**Enunciados das tarefas**
1. Informe, com base no texto de memórias, para onde Dom Rafael vai mandar Mamãe Dolores segundo a resposta da comadre Luzia.
2. Continue o texto de memórias a partir do ponto em que ele termina.

**Texto fornecido**
===============
Um causo à parte / Memórias / O Direito

O Direito

Naquele momento era bobagem pedir para a minha mãe alguma coisa… ela ficava com o ouvido colado ao rádio roendo as unhas. Seu semblante variava de acordo com a voz de cada artista…

Isabel Cristina estava no colo de Mamãe Dolores, e as duas chorando copiosamente. Dom Rafael, esbravejando, deu um soco na mesa e disse: “Da próxima vez que você facilitar o encontro de Isabel e aquele energúmeno do Albertinho Limonta, vou te mandar…”

Nisso a sintonia do rádio desapareceu. Minha mãe não conseguindo ajeitar o dial, me chamou com urgência. Quando eu consegui sintonizar, já havia acabado o capítulo… Ela nervosa, saiu resmungando: “Você não presta pra nada”. Chamou a comadre Luzia do outro lado da cerca querendo saber o que aconteceu. Luzia respondeu: “Dom Rafael vai mandar Mamãe Dolores de volta para a senzala”. Minha mãe, inconformada, queria matar Dom Rafael…

“O Direito de Nascer” foi a novela mais famosa que aconteceu nas ondas do rádio. Virou até marchinha de carnaval ( Ai, Dom Rafael, eu vi ali na esquina / O Albertinho Limonta beijando a Isabel Cristina…).

Bicas radiante!

Um causo à parte / Memórias / Apagando o passado

Apagando o passado

Minha mãe estava podando as roseiras do nosso jardim, e eu estava sentado na mureta, olhando os carpinteiros trabalhando do outro lado do córrego.

Dona Cota, nossa vizinha, vinha com sua elegância costumeira, inclusive, debaixo de uma sombrinha colorida, que estava na crista da onda. Parou e comentou com indignação a demolição do hospital. “Ana, você está presenciando de camarote a derrubada de uma das mais belas construções que Bicas tem.” Minha mãe não deixou por menos: “Dona Cota, meus filhos nasceram aqui em casa, mas tenho dois netos que nasceram no hospital.

Foram as únicas vezes em que entrei lá. Sempre achei que os balaústres ingleses e os corredores dom palacete do Barão coisa de cinema, além de dar um ar aristocrático `Praça dos Aposentados e ao Grupo…” Dona Cota apontou o dedo em direção à demolição e com os olhos umedecidos observou: “Deveria haver uma lei que proibisse esse descalabro.”

“Outro dia fizeram a mesma coisa com o casarão do Coronel Joaquim José de Souza. A família do Barão de Catas Altas, talvez nem saiba desse malefício contra o nosso patrimônio”, continuou… “Uma cidade que não preserva sua cultura patrimonial não tem alma. Certamente, vão construir algo que ninguém vai notar…” Eu, impávido ali, vendo o gurpião cortando uma enorme peça de madeira que sobrou do caramanchão que ficava na parte interna do hospital. Dona Cota se foi… e na desatenção de minha mãe um espinho espetou-lhe o dedo…

Bicas desaparecendo!
===============
Dados de localização com um ponto por instância
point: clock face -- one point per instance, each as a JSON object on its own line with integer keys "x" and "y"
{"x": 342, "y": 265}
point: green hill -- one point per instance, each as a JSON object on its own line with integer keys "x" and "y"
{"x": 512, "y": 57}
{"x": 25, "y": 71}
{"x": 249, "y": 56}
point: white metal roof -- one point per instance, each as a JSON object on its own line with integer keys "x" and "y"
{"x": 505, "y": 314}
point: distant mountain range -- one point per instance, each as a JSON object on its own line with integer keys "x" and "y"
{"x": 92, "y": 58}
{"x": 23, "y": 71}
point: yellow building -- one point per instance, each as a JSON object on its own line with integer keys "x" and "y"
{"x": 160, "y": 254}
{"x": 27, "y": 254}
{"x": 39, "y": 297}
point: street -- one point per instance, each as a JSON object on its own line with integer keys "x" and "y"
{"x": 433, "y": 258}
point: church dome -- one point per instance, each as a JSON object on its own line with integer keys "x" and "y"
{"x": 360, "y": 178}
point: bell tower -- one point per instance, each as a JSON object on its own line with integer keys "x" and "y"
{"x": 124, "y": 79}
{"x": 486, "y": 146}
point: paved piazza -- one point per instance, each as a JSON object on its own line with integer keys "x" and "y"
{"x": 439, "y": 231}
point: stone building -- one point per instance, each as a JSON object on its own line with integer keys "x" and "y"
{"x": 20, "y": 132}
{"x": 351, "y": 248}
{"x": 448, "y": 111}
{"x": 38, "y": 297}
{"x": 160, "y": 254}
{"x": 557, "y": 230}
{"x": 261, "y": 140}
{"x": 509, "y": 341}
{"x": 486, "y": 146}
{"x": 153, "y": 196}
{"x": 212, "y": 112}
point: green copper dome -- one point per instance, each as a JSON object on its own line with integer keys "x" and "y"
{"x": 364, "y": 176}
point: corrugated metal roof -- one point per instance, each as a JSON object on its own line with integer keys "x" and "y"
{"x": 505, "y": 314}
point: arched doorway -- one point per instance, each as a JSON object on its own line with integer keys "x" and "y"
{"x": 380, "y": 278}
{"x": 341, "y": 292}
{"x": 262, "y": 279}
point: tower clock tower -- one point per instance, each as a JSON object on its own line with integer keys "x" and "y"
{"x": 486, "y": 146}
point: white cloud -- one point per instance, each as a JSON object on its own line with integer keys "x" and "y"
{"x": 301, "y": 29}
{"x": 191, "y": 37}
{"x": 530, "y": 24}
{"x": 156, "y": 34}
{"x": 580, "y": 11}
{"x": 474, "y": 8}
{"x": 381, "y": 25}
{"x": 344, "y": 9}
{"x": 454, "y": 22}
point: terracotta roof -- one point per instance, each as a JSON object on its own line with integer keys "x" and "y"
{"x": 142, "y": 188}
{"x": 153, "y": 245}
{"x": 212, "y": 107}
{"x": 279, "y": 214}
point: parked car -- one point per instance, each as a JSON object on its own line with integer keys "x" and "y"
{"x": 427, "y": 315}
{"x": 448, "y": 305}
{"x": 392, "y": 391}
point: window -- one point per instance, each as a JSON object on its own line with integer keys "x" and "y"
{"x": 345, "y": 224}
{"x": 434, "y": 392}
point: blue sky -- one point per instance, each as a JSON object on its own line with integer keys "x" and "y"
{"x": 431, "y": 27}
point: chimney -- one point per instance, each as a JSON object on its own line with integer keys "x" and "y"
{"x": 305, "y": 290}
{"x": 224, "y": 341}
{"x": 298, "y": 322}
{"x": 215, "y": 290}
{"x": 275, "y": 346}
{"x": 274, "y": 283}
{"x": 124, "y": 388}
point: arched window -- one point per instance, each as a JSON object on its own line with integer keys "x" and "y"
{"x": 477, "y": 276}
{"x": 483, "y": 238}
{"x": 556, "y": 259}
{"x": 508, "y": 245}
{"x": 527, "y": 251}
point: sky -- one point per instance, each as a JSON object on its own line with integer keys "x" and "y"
===============
**Respostas do exercício**
1. De volta para a senzala.

2.
Um causo à parte / Memórias / A morte do suíno

A morte do suíno

Depois de mais de seis meses que o porco estava no chiqueiro, meu pai me pediu para recolher o máximo de folhas secas de bananeira. Era para o sacrifício do capado. As folhas serviam para sapecar seu couro. Na outra frente apareciam as facas amoladas, tachos e todos os outros apetrechos…

Antes do dia clarear, Romão deu um golpe certeiro no coração, e o berro do suíno acordou a vizinhança. Era comum esse acontecimento em muitas casas naquele tempo.

Depois de sapecado, raspado e lavado, o porco era devidamente destrinchado. Toda a família participava, cortando o toucinho e separando as partes. O produto principal era a gordura, pois quase não se cozinhava com óleo naquela época.

Mais tarde, quando estava terminando o serviço, minha mãe preparava alguns pratos com torresmo, chouriço e outros pedaços para eu entregar aos vizinhos. Fazia parte do ritual.

Nunca os pratos voltavam vazios e assim nossa comunidade estava sempre ligada numa parceria de irmandade e convivência pacífica…

Bicas vivendo bem!

Um causo à parte / Memórias

Respeitável público

Quando o circo ia estrear, era uma festa enorme, principalmente, para as crianças.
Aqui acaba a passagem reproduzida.